==== Supplied data ====
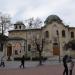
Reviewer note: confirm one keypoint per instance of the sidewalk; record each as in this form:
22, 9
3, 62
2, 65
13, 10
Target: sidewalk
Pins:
28, 64
40, 70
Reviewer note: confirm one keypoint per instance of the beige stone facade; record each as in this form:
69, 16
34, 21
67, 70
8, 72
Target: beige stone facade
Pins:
55, 35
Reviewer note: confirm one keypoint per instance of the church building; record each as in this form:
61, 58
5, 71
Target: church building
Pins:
21, 41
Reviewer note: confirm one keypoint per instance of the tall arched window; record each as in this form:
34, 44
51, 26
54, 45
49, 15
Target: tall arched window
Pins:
72, 34
46, 34
63, 33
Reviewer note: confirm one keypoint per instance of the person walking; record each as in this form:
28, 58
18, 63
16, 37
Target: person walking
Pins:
22, 61
70, 65
65, 58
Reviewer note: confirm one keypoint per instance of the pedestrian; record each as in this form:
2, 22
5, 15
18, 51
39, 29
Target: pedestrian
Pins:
22, 61
65, 58
70, 65
2, 63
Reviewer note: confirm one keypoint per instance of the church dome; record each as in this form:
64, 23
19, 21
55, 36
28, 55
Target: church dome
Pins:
====
What you will do:
Each line of the data must be restated exactly, and the pictures must be left out.

Exercise result:
Reviewer note: confirm one keypoint per instance of the sidewalk; record each as in this form:
22, 9
3, 62
2, 65
13, 10
Target: sidewalk
Pins:
28, 64
40, 70
Reviewer note: confirm one keypoint per instance of the beige stone facade; record each as in this form:
69, 16
34, 21
67, 70
8, 72
Target: beige stone facade
Pins:
55, 35
Reviewer note: confirm one keypoint per instance of the church building; record each as in this form:
61, 58
5, 71
Target: church building
Pins:
21, 41
Reviewer note: confirm one keypoint per instance of the tall arched window; record each as in this form:
34, 44
51, 26
54, 45
49, 15
Target: tall arched window
Pins:
72, 34
46, 34
63, 33
Reviewer note: confirm one keypoint per instance of the person walking; record each as in this form:
28, 58
18, 63
16, 37
Target: person walking
Pins:
22, 61
70, 65
65, 58
Reviewer note: confirm one keypoint per instance of the pedestrian; record each as in this form:
2, 22
5, 15
18, 51
39, 29
Target: pedestrian
Pins:
22, 61
65, 58
70, 65
2, 63
Reviewer note: confirm one keypoint per instance of the church dome; record each as in this form:
64, 23
19, 21
55, 36
28, 55
Target: church dome
Pins:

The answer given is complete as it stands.